• [Input data]
---*---
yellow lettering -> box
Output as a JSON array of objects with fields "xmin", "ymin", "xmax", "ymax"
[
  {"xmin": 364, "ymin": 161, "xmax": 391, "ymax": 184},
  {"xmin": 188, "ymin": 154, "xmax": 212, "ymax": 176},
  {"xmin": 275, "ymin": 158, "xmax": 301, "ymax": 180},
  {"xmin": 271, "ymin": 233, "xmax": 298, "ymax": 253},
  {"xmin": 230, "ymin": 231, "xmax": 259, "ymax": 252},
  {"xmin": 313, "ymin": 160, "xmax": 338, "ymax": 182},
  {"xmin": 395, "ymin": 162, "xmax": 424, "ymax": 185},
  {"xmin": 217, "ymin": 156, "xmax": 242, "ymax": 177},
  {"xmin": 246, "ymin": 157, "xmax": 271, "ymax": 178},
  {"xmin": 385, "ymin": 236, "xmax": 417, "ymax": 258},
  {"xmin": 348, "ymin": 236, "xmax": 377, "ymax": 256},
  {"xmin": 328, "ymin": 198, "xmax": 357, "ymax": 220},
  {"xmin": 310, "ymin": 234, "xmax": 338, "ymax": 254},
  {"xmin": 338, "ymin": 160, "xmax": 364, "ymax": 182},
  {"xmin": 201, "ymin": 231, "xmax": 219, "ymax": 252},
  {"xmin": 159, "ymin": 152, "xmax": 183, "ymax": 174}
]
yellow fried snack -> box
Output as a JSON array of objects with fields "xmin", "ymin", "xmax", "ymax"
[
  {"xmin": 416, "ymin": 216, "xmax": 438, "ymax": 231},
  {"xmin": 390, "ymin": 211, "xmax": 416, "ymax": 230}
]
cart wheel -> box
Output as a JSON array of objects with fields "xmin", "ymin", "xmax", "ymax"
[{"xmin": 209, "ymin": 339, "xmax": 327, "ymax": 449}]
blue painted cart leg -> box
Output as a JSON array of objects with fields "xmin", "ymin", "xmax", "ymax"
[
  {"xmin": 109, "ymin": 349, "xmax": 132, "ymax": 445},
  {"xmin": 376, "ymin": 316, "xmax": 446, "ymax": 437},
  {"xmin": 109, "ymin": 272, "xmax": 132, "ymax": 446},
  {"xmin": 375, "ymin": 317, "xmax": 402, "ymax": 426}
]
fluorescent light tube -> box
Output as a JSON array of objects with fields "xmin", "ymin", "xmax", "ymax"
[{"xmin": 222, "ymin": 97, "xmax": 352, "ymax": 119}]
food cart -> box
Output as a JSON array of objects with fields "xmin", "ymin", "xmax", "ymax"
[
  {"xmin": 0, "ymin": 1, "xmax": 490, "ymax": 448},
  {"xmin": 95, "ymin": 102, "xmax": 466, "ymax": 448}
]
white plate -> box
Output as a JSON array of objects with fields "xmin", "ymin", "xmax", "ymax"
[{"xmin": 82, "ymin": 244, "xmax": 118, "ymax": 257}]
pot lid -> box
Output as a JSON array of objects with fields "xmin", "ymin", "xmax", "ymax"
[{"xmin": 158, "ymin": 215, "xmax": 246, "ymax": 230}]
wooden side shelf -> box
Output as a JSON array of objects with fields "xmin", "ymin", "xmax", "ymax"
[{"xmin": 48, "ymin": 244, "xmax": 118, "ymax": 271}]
---*---
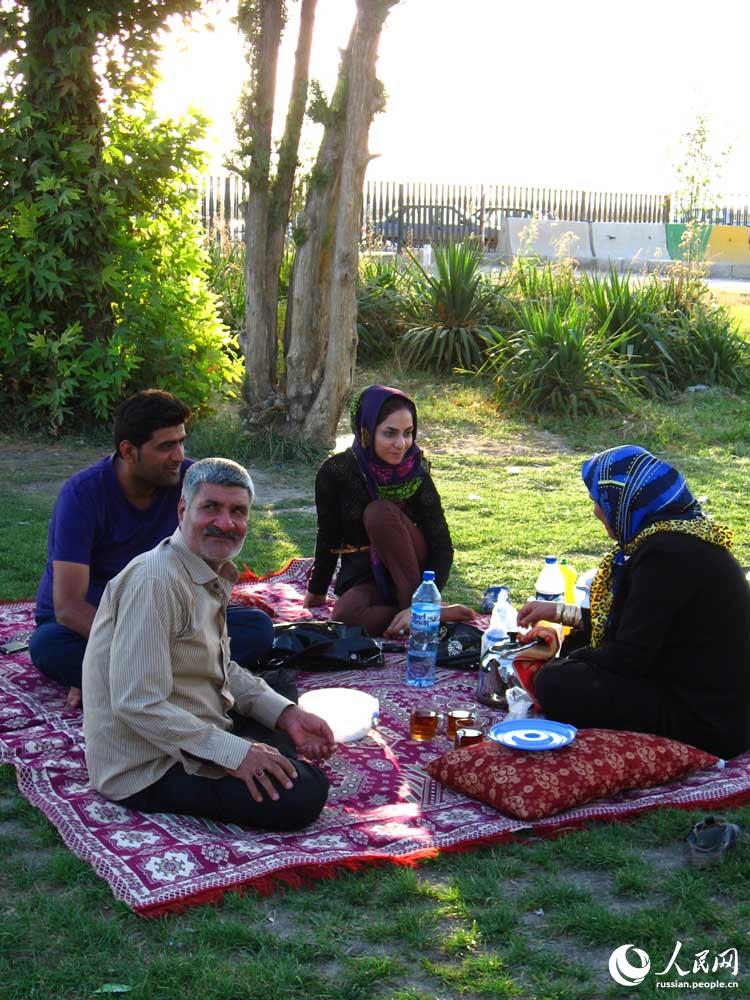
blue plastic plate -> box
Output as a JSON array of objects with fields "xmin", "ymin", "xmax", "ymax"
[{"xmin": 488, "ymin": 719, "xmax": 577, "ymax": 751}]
---*---
• [Exercise brief]
Reproduce, exactly as they stand in the data above, the lines from the one that holds "cart wheel -> box" to the one that holds "blue painted cart leg -> box", inclusive.

• [Result]
cart wheel -> box
Output as a JSON array of objects with fields "xmin", "ymin", "xmax", "ymax"
[{"xmin": 209, "ymin": 339, "xmax": 327, "ymax": 449}]
blue painted cart leg -> box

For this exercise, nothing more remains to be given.